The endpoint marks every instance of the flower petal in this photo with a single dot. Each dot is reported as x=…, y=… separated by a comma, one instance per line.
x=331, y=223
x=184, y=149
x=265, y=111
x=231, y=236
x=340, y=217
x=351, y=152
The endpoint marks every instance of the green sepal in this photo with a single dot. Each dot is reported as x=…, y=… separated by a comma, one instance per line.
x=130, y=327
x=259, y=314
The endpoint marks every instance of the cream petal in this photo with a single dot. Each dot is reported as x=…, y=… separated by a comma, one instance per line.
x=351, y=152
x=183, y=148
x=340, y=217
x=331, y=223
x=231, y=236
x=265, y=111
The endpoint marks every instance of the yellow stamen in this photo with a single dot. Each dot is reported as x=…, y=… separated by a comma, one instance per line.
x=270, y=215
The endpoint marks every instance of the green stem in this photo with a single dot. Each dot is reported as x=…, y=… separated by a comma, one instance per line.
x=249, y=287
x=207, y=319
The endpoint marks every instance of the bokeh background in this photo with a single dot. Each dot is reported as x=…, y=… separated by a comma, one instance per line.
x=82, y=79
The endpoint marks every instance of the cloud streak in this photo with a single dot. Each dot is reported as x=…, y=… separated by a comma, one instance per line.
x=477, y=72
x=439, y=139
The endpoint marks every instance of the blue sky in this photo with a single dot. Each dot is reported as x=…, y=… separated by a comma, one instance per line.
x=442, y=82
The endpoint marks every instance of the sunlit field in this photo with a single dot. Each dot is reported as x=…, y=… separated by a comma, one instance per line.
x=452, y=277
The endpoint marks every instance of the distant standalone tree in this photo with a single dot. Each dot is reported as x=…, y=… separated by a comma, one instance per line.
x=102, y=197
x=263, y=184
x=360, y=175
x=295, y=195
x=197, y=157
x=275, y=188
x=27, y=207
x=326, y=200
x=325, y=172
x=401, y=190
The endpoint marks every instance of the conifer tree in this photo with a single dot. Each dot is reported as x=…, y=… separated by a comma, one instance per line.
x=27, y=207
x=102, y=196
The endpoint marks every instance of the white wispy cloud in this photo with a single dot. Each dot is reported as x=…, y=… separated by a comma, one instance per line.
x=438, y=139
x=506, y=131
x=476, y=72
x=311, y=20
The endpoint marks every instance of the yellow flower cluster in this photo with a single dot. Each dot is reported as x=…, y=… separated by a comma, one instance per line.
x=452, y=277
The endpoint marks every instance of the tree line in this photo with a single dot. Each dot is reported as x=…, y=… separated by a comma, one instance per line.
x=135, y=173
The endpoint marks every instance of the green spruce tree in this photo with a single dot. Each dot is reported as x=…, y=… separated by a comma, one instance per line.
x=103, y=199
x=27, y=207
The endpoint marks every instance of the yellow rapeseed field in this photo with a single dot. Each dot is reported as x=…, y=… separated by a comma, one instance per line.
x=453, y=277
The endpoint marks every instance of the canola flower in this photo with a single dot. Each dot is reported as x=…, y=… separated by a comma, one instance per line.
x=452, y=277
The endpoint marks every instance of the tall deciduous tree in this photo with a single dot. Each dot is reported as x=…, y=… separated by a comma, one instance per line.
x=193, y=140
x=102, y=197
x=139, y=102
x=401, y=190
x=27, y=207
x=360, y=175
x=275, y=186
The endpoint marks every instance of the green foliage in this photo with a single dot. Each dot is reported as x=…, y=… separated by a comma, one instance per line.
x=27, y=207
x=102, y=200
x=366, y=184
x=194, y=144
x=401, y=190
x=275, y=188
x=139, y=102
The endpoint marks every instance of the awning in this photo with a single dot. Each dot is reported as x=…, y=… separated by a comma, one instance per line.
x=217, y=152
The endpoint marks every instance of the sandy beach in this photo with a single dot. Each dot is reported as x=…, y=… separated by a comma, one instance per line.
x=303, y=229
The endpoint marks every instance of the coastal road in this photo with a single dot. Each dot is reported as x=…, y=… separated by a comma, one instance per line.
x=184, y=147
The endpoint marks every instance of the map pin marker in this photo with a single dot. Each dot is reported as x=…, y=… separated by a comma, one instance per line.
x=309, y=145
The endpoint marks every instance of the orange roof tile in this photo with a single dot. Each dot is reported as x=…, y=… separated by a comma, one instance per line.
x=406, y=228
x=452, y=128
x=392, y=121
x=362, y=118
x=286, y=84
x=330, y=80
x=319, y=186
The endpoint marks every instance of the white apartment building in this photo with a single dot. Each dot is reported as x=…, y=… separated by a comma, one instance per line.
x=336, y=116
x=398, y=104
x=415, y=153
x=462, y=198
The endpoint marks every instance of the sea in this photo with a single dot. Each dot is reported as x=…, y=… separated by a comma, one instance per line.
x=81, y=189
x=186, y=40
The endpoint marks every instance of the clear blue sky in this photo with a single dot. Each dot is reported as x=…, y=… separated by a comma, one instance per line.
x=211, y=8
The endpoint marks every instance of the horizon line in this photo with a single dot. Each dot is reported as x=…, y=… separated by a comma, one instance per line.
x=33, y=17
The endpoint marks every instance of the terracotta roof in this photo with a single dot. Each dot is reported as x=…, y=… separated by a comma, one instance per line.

--- --- ---

=== EXERCISE OBJECTIVE ===
Reproduce all entries. Keep them exact.

=== TASK SOLUTION ===
The endpoint marks every instance of the flower petal in this photo with a single dot. Each dot is reported as x=…, y=… separated by a comma, one instance per line.
x=331, y=223
x=184, y=149
x=265, y=111
x=231, y=236
x=340, y=217
x=351, y=152
The endpoint marks every instance of the green sepal in this photo with a single dot. Each dot is reported as x=…, y=… separated by a comma, one instance per line.
x=130, y=327
x=259, y=314
The endpoint marks every instance of the cream petal in this photo with a single dot. Each dot is reported as x=…, y=… separated by a comma, one instance per line.
x=351, y=152
x=183, y=148
x=340, y=217
x=331, y=223
x=231, y=236
x=265, y=111
The endpoint marks every instance of the yellow stamen in this photo with a single dot. Each dot is reported as x=…, y=… separated by a comma, one instance per line.
x=270, y=215
The endpoint marks every instance of the green stem in this photo with a single dot. Each dot is reported as x=…, y=… separated by a comma, one instance per line.
x=249, y=287
x=207, y=319
The endpoint marks every instance of the bokeh background in this photo with a single dot. Each dot is reported as x=…, y=… separated by a comma, one instance per line.
x=82, y=79
The endpoint marks every instance of the cloud streak in this photo with a single dot. Each dot is reported as x=…, y=… separated by a comma, one instance per line.
x=477, y=72
x=439, y=139
The endpoint marks every instance of the blue sky in this photo with a single dot. Each dot is reported as x=…, y=… separated by a comma, one instance per line.
x=442, y=82
The endpoint marks every instance of the sunlit field in this photo with a single dot. Each dot is reported as x=…, y=… separated by a comma, one instance per line.
x=452, y=277
The endpoint marks every instance of the distant standalone tree in this photo with a single dot. Each dot is reported as x=…, y=… separated by a comma, one instance per line.
x=102, y=197
x=263, y=184
x=360, y=175
x=295, y=195
x=197, y=157
x=275, y=188
x=27, y=207
x=326, y=200
x=325, y=172
x=401, y=190
The endpoint marks every instance of the conifer tree in this photo with a single dot. Each dot is reported as x=…, y=… separated by a comma, one instance per line.
x=27, y=207
x=102, y=196
The endpoint marks every instance of the white wispy cloud in this photo with a single dot. Each dot is reported as x=…, y=… separated by a comma, one instance per line.
x=438, y=139
x=506, y=131
x=476, y=72
x=311, y=20
The endpoint marks every instance of the yellow flower cluster in this photo with a single dot. Each dot is reported as x=…, y=… separated by a comma, one instance per line.
x=452, y=277
The endpoint marks every instance of the tree line in this photo with a single dot. Each dot is reported as x=…, y=… separated by a comma, one instance per line.
x=135, y=173
The endpoint marks every instance of the green spruce tree in this photo with a single dot. Each dot is reported as x=…, y=… separated by a comma, one instance per line.
x=103, y=199
x=27, y=207
The endpoint marks every instance of the yellow rapeseed field in this photo with a single dot. Each dot is reported as x=…, y=… separated by a comma, one instance per line.
x=453, y=277
The endpoint marks every instance of the canola flower in this photo with a single dot. Each dot is reported as x=…, y=… separated by a comma, one instance per line.
x=452, y=277
The endpoint marks every instance of the tall deciduous tree in this photo with a single dot. Each dot is reported as x=…, y=… separated by a comma, one instance per line.
x=193, y=140
x=102, y=197
x=139, y=102
x=401, y=190
x=27, y=207
x=360, y=175
x=275, y=186
The endpoint marks every instance of the green foliage in this photo with a single dot. Each dot is reported as x=…, y=… separated by a comma, one instance per line.
x=27, y=207
x=102, y=200
x=366, y=184
x=194, y=144
x=401, y=190
x=275, y=188
x=139, y=102
The endpoint marks every instance of the awning in this photo with a single dot. Each dot is reported as x=…, y=… separated by a comma, one instance per line.
x=217, y=152
The endpoint marks every instance of the sandy beach in this photo with a single dot. Each dot is reported as x=…, y=… separated by a comma, one instance per line.
x=303, y=229
The endpoint marks every instance of the coastal road in this photo with a single dot. Each dot is reported as x=…, y=… separated by a comma, one instance per line.
x=184, y=147
The endpoint marks every instance of the map pin marker in this photo with a single dot. Each dot is reported as x=…, y=… separated by a comma, one instance per line.
x=309, y=145
The endpoint marks every instance of the orange roof tile in this photo with a single dot. Each dot is reported as x=…, y=… separated by a comma, one instance per line.
x=406, y=228
x=452, y=128
x=392, y=121
x=362, y=118
x=286, y=84
x=330, y=80
x=319, y=186
The endpoint marks every instance of the white apartment building in this photo with a single dot. Each dot is reported as x=…, y=… separated by a comma, one instance per line.
x=336, y=116
x=398, y=104
x=415, y=153
x=462, y=198
The endpoint marks every instance of the sea in this photo with a single dot. Each dot is reported as x=…, y=… separated by a comma, one instance per line.
x=81, y=189
x=186, y=40
The endpoint marks every instance of the clear blue sky in this photo with a single dot. Each dot is reported as x=…, y=… separated by a comma, one instance per line.
x=211, y=8
The endpoint marks every instance of the horizon line in this photo with a single dot. Each dot is reported as x=…, y=… separated by a comma, one instance per line.
x=33, y=17
The endpoint marks every instance of the terracotta roof in this photo with a single dot. Each dot is reported as x=…, y=… separated by a comma, one instance per line.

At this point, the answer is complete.